Extrait choisi -
Photo tirée du site montreal.ca

DÉCONTAMINATION : LES PROJETS PRIVÉS TARDENT, LE SECTEUR PUBLIC ACCÉLÈRE

La prochaine vague de décontamination dans l’est de Montréal sera vraisemblablement concentrée au niveau des terrains du secteur public, soit ceux des trois paliers de gouvernement et du secteur institutionnel. C’est que selon les données actuelles de la Ville de Montréal, les demandes de financement pour aider à la décontamination des sols dans les zones industrielles du SIPI (RDP-PAT, Anjou et Montréal-Est) et Assomption Sud-Longue-Pointe se font encore rares depuis l’entrée en vigueur le 2 mars dernier du programme spécial découlant du premier 100 M $ promis par le gouvernement Legault pour décontaminer l’est. Mais pour le secteur public, qui bénéficie enfin d’un appui de taille pour décontaminer ses terrains en zones industrielles dans l’est montréalais, c’est tout le contraire.

«Le nouveau programme de financement pour la décontamination des sols, convenu dans le cadre de la collaboration Montréal-Québec pour la revitalisation de l’est, vient vraiment changer la donne. Cette fois, l’aide est assez importante pour que les administrations publiques investissent enfin dans la décontamination de leurs terrains sans avoir nécessairement un projet de développement sur ceux-ci à courts termes. C’est vraiment ça la bonne nouvelle puisque le processus de décontamination sera accéléré, mais il faut tout de même définir l’usage futur de ces terrains afin de déterminer le type de décontamination à faire, car les niveaux de décontamination ne sont pas les mêmes d’un usage à l’autre», affirme Caroline Bourgeois, mairesse de RDP-PAT et conseillère associée au développement économique et responsable de l’Est de Montréal au sein du Comité exécutif de la Ville.

Consigne de l'exercice a - Citez en entier, sans rien changer, l'extrait sur la décontamination dans l'est de Montréal.
L'extrait et les lignes n'ont aucun lien entre eux.

Lignes de données -
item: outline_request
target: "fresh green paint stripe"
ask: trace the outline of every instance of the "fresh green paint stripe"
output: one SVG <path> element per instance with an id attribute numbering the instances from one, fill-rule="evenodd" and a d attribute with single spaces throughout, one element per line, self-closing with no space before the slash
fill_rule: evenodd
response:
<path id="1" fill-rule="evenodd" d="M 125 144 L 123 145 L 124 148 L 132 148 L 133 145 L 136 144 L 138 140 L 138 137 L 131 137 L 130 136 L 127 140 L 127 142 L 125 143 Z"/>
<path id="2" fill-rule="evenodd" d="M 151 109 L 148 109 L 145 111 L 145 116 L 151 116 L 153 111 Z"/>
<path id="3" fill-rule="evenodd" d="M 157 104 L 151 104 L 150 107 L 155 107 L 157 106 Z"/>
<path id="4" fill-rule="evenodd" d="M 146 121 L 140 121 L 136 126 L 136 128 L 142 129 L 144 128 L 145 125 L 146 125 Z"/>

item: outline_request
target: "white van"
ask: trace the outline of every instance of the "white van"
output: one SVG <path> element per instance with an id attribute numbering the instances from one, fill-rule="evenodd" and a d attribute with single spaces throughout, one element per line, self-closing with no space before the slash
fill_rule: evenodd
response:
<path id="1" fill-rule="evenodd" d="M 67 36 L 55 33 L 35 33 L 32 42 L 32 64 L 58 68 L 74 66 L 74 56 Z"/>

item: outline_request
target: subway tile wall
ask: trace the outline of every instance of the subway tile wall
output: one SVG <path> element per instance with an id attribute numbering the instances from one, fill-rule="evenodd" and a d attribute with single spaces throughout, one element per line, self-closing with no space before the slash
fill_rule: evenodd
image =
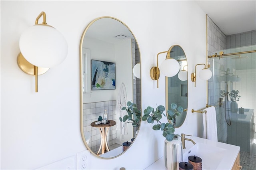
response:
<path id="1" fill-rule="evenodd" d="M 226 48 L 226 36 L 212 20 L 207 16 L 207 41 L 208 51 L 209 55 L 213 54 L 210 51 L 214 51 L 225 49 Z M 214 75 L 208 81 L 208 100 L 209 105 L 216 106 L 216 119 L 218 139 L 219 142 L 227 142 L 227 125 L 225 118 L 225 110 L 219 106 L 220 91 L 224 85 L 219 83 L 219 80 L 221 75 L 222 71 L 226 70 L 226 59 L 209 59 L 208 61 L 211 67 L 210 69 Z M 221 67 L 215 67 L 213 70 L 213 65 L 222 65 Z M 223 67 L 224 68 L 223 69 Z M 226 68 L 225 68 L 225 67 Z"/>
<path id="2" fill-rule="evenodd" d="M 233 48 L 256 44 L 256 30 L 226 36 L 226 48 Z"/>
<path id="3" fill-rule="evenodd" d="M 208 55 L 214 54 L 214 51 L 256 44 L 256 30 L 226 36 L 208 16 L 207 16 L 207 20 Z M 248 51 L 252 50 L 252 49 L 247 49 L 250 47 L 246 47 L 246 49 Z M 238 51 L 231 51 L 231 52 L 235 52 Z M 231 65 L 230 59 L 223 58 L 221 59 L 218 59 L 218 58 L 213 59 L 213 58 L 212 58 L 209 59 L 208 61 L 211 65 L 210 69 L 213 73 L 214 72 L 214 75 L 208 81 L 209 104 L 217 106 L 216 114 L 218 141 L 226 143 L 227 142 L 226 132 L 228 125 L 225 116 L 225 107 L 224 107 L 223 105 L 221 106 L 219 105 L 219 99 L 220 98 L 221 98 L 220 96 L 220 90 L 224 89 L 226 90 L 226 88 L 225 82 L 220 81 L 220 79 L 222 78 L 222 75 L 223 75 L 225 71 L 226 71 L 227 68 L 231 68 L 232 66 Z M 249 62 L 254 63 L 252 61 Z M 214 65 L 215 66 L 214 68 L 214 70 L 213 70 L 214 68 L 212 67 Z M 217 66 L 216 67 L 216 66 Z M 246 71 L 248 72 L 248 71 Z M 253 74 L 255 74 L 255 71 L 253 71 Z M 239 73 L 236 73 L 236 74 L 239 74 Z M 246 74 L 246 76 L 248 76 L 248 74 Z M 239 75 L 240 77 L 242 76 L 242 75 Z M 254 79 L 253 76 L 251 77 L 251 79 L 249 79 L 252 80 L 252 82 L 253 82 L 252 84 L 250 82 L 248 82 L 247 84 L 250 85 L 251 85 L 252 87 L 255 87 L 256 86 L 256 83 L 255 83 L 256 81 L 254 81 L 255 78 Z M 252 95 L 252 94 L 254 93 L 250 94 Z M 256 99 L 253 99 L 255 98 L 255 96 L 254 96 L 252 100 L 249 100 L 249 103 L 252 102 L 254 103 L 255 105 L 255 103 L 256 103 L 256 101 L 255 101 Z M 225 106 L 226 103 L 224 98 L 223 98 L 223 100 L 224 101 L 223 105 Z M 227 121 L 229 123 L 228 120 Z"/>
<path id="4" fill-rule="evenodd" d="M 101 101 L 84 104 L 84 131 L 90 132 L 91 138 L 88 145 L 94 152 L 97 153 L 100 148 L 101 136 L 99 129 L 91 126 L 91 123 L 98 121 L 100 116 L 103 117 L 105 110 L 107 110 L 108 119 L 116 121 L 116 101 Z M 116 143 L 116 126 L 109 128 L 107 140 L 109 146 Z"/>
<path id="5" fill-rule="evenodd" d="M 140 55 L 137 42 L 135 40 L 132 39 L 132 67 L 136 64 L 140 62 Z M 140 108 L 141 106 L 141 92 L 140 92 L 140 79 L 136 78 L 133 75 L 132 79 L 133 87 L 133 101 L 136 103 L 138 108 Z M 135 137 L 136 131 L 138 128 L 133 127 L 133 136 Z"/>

--

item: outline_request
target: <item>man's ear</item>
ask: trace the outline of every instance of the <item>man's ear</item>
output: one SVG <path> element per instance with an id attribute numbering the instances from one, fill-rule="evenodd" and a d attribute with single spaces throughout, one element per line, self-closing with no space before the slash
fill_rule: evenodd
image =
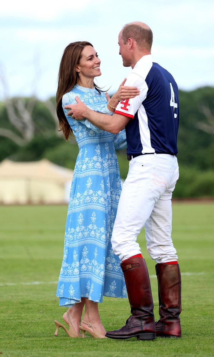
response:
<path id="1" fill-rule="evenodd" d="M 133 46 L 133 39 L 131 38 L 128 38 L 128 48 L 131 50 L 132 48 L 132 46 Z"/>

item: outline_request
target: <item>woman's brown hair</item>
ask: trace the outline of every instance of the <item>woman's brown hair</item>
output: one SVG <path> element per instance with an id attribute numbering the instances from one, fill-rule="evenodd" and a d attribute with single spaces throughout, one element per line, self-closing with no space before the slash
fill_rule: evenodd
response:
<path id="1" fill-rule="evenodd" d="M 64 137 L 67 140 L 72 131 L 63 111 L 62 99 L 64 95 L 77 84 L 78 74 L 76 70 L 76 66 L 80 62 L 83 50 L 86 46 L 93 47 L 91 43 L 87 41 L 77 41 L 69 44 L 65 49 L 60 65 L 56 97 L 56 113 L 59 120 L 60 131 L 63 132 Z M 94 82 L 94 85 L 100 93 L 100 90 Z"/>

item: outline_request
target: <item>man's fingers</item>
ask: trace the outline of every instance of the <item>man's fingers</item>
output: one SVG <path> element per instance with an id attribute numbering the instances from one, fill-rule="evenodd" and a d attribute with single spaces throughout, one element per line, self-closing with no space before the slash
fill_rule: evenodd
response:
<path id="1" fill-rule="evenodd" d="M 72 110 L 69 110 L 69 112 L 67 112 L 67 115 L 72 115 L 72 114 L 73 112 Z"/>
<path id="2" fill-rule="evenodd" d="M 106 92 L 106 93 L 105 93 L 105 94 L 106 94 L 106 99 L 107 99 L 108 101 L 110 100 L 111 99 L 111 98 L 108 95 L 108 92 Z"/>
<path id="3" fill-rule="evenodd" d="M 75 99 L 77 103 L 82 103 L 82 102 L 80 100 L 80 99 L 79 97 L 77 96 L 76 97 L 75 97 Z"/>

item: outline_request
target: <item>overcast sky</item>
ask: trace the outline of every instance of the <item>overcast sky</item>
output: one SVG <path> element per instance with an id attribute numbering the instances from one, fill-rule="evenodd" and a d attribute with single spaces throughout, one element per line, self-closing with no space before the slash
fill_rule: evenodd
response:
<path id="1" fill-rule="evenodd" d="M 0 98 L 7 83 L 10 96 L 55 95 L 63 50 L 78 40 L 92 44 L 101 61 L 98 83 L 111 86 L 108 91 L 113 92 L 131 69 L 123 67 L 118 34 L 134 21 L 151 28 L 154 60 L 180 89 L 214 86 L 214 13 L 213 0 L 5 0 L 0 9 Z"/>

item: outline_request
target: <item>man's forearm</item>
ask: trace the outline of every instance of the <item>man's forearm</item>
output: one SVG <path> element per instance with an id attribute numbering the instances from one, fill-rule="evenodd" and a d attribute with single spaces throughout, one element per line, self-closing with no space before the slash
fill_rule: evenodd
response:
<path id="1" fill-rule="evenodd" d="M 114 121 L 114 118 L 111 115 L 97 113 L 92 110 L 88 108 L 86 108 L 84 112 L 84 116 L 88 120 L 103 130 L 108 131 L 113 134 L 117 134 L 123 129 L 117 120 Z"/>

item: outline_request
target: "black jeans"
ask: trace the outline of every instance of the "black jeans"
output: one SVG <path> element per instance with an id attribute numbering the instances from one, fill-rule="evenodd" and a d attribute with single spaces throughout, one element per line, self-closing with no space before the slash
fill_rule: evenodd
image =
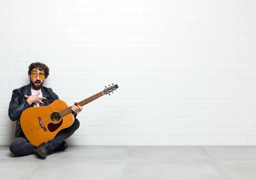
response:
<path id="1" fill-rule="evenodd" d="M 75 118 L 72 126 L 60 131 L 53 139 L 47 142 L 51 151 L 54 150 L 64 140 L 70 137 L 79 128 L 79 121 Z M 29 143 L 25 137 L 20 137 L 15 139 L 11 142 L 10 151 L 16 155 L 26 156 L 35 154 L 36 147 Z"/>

Consigne de l'exercice b - Repérez toutes les lignes qui contiennent la chaîne « stripe » et recopiez-les, en tenant compte de la casse.

Corrigé a -
Photo tirée du site montreal.ca

DÉCONTAMINATION : LES PROJETS PRIVÉS TARDENT, LE SECTEUR PUBLIC ACCÉLÈRE

La prochaine vague de décontamination dans l’est de Montréal sera vraisemblablement concentrée au niveau des terrains du secteur public, soit ceux des trois paliers de gouvernement et du secteur institutionnel. C’est que selon les données actuelles de la Ville de Montréal, les demandes de financement pour aider à la décontamination des sols dans les zones industrielles du SIPI (RDP-PAT, Anjou et Montréal-Est) et Assomption Sud-Longue-Pointe se font encore rares depuis l’entrée en vigueur le 2 mars dernier du programme spécial découlant du premier 100 M $ promis par le gouvernement Legault pour décontaminer l’est. Mais pour le secteur public, qui bénéficie enfin d’un appui de taille pour décontaminer ses terrains en zones industrielles dans l’est montréalais, c’est tout le contraire.

«Le nouveau programme de financement pour la décontamination des sols, convenu dans le cadre de la collaboration Montréal-Québec pour la revitalisation de l’est, vient vraiment changer la donne. Cette fois, l’aide est assez importante pour que les administrations publiques investissent enfin dans la décontamination de leurs terrains sans avoir nécessairement un projet de développement sur ceux-ci à courts termes. C’est vraiment ça la bonne nouvelle puisque le processus de décontamination sera accéléré, mais il faut tout de même définir l’usage futur de ces terrains afin de déterminer le type de décontamination à faire, car les niveaux de décontamination ne sont pas les mêmes d’un usage à l’autre», affirme Caroline Bourgeois, mairesse de RDP-PAT et conseillère associée au développement économique et responsable de l’Est de Montréal au sein du Comité exécutif de la Ville.

Corrigé b -
target: "fresh green paint stripe"
ask: trace the outline of every instance of the "fresh green paint stripe"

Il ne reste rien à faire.